What to do:
Render all of the data below as a two-column CSV with the columns text and answer, one row for each piece of data, with each field in double quotes and line breaks replaced by spaces. Leave the pictures out.

-=-=-

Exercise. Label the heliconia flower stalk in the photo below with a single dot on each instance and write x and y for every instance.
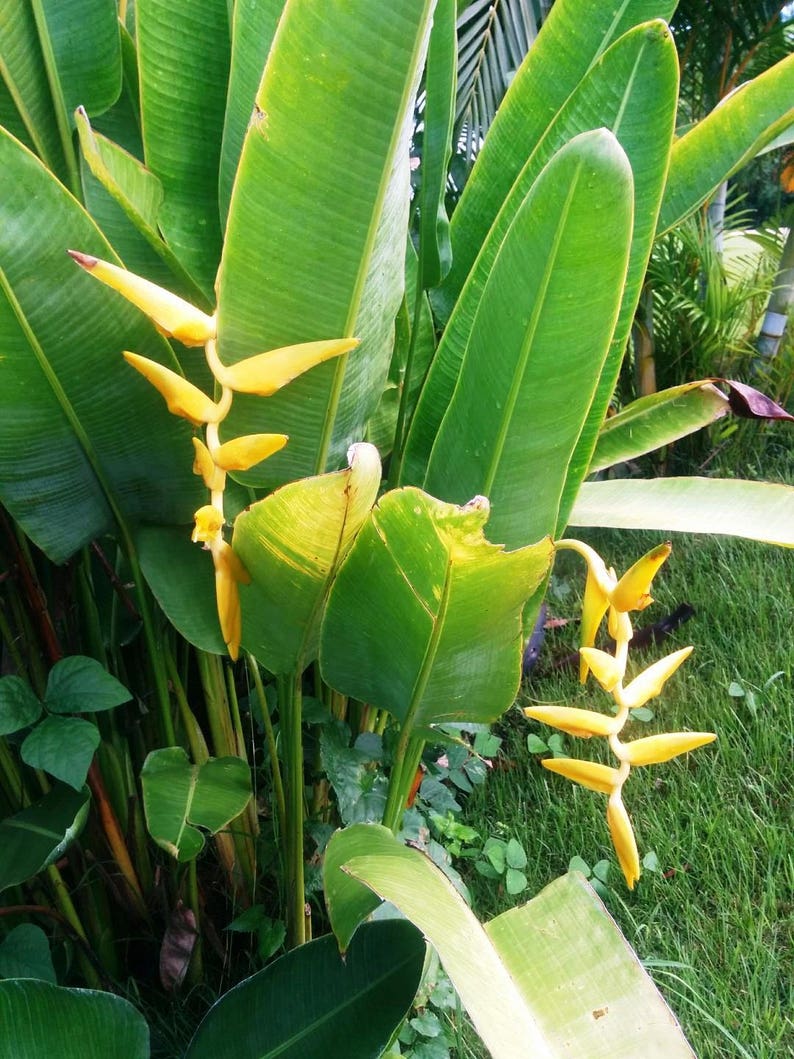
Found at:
(172, 315)
(180, 395)
(654, 749)
(590, 774)
(607, 669)
(579, 722)
(623, 839)
(241, 453)
(268, 372)
(632, 592)
(650, 682)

-=-=-

Response:
text,answer
"Exercise. Label the heliconia flower stalk in the photo below with a single dot on each instance and write x and y for every instance. Found at:","(172, 315) (180, 395) (654, 749) (590, 774) (607, 669) (579, 722) (623, 839) (241, 453) (268, 372) (632, 592) (650, 682)"